Reproduce the passage of the ATP text starting at "Its full chemical" and ending at "oxy-hydroxy-phosphoryl] oxyphosphonic acid.", word for word.

SELECTED EXTRACT |
____
Adenosine triphosphate (ATP) is a cell's charged storage unit for energy.

When its energy is spent it becomes Adenosine diphosphate (ADP). The ADP can then be recharged and reused indefinitely.

Cells take in energy units such as glucose and break them down into carbon dioxide, water, and energy. The energy released is used to hook a phosphate group to the ADP, recharging it and making it into ATP again; this can then be broken back down by the cell to give off the stored energy.

Even more energy can be extracted by removing a second phosphate group, creating adenosine monophosphate (AMP). Breaking ATP directly into AMP will create a pyrophosphate, which is unstable and will break down very quickly, making the ATP --> AMP reaction irreversible. (The ATP --> ADP --> AMP reaction does not create a pyrophosphate, and is reversible).

The human body contains about 0.1 mole of ATP; the energy used by the body's cells requires the hydrolysis of 200 to 300 moles of ATP each day. Each ATP molecule is recycled 2000 to 3000 times every day. Every hour about 1 kilogram of ATP is created, processed, and recycled in your body.

    Its full chemical name is [[[5-(6-aminopurin-9-yl)-3,4-dihydroxy-oxolan-2-yl] methoxy-hydroxy-phosphoryl] oxy-hydroxy-phosphoryl] oxyphosphonic acid.

    It's usually referred to as ATP.
____
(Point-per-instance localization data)
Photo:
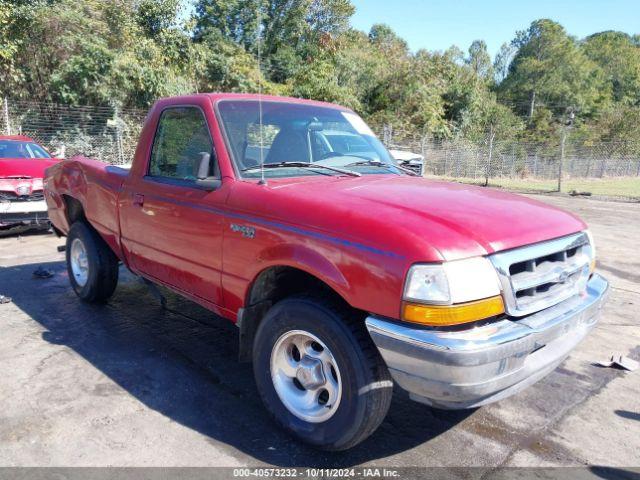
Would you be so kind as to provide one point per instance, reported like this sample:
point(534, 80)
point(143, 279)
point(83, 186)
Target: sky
point(438, 24)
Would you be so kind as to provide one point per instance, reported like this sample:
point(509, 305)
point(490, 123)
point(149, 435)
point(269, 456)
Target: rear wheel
point(91, 265)
point(319, 374)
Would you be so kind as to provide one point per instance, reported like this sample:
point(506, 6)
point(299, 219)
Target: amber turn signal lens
point(444, 315)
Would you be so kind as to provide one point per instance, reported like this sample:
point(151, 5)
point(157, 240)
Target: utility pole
point(487, 172)
point(5, 109)
point(567, 124)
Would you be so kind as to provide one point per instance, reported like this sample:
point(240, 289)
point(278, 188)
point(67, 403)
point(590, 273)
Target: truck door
point(171, 227)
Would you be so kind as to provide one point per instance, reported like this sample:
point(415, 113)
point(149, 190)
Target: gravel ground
point(130, 384)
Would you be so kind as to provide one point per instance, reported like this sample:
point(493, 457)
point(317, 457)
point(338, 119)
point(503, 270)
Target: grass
point(628, 187)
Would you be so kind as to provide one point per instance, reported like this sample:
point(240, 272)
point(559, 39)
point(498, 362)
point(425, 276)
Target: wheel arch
point(277, 282)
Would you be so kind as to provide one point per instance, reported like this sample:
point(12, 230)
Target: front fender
point(305, 259)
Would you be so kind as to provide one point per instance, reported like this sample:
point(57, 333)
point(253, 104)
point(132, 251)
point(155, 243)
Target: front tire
point(91, 265)
point(319, 374)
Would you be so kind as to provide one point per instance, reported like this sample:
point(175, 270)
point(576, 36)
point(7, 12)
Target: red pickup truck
point(344, 273)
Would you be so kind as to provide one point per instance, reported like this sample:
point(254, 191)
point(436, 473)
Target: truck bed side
point(96, 186)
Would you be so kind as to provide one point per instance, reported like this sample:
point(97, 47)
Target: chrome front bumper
point(469, 368)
____
ANSWER BOX |
Its full chemical name is [[[5-(6-aminopurin-9-yl)-3,4-dihydroxy-oxolan-2-yl] methoxy-hydroxy-phosphoryl] oxy-hydroxy-phosphoryl] oxyphosphonic acid.